| STATED TASK |
Report each line of the records below that contains the word "speckled". Case counts, so a line matches only when the letters agree in capitalization.

| DATA ROWS |

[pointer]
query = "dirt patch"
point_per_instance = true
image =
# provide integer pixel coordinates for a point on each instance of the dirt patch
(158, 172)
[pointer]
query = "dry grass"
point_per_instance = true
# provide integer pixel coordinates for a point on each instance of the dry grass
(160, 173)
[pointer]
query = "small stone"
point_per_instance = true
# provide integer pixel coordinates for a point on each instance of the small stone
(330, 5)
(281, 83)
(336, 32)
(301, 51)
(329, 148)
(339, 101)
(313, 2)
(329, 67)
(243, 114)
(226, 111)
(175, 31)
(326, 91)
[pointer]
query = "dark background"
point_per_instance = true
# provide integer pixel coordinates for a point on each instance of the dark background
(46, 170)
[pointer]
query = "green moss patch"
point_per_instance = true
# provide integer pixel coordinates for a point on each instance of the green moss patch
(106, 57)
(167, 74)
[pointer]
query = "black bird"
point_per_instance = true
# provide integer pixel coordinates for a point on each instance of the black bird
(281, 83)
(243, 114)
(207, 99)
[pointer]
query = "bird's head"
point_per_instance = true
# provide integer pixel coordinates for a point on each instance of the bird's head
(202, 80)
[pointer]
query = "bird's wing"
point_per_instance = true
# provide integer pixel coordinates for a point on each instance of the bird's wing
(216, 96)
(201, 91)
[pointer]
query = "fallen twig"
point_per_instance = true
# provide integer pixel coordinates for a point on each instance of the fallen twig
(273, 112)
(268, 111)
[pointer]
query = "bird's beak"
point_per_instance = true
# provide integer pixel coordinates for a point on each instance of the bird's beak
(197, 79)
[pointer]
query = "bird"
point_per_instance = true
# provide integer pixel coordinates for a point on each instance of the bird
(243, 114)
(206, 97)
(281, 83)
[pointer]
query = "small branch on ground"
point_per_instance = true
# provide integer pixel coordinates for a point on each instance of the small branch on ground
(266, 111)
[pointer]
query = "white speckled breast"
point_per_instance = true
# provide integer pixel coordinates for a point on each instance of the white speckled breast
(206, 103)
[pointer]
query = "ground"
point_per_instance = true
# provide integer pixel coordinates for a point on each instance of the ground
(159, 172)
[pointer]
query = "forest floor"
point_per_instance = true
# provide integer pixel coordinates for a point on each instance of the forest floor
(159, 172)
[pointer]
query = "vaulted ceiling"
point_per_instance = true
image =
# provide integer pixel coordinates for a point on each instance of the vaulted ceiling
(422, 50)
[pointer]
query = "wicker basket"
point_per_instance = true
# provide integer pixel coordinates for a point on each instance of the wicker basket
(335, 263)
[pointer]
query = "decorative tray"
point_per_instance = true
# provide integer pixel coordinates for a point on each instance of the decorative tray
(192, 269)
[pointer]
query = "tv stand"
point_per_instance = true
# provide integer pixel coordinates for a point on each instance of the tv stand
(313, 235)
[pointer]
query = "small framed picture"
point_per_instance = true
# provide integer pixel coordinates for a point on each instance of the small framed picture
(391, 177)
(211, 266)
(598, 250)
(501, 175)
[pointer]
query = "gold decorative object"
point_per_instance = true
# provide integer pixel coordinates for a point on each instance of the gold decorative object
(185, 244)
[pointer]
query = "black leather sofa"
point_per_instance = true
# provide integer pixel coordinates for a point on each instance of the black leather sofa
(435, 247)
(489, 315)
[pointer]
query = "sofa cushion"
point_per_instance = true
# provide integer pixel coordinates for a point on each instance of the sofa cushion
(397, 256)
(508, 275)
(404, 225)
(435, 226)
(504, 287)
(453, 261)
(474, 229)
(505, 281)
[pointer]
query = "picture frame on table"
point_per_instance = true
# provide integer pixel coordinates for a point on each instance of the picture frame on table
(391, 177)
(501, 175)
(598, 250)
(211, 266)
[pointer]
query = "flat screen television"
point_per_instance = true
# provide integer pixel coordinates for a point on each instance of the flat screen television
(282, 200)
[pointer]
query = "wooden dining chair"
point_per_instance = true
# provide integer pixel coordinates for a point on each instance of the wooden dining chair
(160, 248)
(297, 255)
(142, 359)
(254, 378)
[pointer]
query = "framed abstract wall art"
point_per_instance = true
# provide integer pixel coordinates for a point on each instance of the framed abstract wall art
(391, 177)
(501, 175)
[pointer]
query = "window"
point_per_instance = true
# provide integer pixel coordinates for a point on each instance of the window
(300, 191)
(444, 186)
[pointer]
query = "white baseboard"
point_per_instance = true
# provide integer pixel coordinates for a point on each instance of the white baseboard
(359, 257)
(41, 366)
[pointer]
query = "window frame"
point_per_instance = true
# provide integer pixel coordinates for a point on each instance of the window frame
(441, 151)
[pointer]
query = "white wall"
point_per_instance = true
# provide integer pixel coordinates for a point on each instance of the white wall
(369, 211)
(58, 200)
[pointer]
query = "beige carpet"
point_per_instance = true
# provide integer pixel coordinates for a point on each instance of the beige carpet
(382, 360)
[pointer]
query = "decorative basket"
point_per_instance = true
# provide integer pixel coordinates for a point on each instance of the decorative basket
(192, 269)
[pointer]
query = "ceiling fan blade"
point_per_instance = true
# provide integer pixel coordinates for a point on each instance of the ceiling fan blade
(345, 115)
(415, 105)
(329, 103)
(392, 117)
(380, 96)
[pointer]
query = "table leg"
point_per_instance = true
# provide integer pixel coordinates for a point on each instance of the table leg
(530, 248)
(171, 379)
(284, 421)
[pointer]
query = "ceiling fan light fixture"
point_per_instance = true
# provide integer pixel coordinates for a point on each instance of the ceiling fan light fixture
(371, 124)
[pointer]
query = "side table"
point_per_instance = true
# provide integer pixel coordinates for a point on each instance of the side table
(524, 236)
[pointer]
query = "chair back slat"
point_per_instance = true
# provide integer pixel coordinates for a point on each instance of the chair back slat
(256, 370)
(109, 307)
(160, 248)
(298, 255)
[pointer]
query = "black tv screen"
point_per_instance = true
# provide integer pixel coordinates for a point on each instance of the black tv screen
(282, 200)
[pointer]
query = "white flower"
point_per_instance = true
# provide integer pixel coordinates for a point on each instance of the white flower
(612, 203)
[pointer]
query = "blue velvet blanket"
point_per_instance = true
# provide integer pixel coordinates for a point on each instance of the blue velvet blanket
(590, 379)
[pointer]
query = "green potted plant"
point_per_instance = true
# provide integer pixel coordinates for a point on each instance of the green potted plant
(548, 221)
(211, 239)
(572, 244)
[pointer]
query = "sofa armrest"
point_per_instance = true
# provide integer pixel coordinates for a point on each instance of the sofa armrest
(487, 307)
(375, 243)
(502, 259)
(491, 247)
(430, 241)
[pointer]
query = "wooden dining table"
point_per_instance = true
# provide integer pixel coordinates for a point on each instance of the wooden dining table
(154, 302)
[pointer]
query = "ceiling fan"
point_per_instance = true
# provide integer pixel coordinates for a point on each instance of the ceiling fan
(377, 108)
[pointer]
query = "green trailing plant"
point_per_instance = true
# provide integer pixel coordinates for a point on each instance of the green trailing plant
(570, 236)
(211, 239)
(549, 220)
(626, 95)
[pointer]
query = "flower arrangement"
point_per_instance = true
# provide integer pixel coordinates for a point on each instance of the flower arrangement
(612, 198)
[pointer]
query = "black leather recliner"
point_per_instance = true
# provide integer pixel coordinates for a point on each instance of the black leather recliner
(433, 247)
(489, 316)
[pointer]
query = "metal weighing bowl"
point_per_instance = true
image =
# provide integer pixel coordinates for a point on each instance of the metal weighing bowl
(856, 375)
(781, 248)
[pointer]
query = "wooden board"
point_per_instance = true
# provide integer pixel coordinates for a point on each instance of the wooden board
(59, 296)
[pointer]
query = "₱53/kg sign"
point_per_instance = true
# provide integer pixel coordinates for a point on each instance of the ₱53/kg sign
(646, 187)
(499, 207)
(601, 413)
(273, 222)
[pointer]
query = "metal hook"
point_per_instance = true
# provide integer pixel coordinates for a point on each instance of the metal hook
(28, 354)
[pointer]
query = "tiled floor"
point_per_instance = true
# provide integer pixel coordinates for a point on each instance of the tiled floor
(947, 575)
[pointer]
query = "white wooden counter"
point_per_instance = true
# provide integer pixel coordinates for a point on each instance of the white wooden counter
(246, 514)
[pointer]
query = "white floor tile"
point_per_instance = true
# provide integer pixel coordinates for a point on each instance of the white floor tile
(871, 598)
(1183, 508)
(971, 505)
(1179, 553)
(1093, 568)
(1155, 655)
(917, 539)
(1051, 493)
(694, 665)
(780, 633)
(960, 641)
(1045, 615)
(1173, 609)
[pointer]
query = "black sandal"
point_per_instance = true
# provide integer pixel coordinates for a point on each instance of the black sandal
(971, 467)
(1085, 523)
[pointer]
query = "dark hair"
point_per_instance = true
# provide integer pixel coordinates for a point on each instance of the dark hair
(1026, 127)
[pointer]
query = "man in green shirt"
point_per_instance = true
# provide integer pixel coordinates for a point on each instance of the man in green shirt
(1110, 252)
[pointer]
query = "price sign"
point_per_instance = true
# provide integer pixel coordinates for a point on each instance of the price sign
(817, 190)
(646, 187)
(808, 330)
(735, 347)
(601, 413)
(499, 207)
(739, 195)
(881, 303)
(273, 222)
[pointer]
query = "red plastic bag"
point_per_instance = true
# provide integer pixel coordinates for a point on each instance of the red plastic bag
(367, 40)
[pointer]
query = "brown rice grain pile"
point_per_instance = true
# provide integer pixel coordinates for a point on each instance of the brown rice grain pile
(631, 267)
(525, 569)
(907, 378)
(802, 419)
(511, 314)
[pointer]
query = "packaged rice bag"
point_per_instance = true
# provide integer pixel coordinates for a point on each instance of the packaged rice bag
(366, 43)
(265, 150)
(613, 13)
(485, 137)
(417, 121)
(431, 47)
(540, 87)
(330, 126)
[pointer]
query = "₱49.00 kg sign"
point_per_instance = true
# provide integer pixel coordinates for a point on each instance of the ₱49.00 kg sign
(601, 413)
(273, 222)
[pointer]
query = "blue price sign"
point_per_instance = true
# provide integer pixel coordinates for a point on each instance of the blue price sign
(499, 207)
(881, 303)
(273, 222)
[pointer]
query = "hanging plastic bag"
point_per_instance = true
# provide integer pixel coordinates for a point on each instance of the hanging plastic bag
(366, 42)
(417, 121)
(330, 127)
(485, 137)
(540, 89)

| EXPECTED ANSWER |
query = "white speckled breast"
# provide integer pixel coordinates for a point on each instance of the white speckled breast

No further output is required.